TRY IT:
Rewrite every line of the listing below as a numbered list, skipping blank lines. Leave the pictures out.

[Data excerpts]
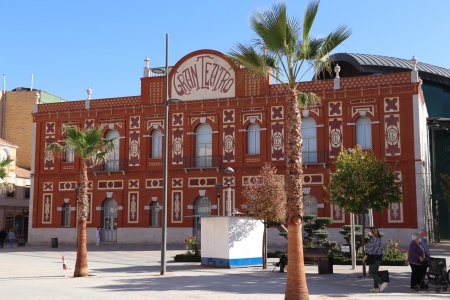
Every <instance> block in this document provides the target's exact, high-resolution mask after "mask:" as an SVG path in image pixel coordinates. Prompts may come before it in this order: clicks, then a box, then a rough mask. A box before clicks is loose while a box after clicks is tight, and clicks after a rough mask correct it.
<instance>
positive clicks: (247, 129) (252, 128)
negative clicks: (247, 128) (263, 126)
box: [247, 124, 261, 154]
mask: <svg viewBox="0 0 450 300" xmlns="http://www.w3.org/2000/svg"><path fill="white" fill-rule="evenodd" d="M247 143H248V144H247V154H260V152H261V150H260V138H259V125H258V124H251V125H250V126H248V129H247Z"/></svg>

WRITTEN RESPONSE:
1. Every <instance> block in this document provides the target's exact, high-resolution mask after "mask:" as an SVG path in image pixel coordinates. Prompts may come before it in this order: clicks, then a box, then a rough mask. A box before clicks is loose while a box after clicks is tight, and clicks after a rough mask correct it.
2. <instance>
3. positive clicks: (247, 129) (252, 128)
4. negative clicks: (247, 128) (263, 126)
5. box: [247, 124, 261, 154]
6. mask: <svg viewBox="0 0 450 300" xmlns="http://www.w3.org/2000/svg"><path fill="white" fill-rule="evenodd" d="M247 143H248V144H247V154H260V152H261V150H260V138H259V125H258V124H251V125H250V126H248V129H247Z"/></svg>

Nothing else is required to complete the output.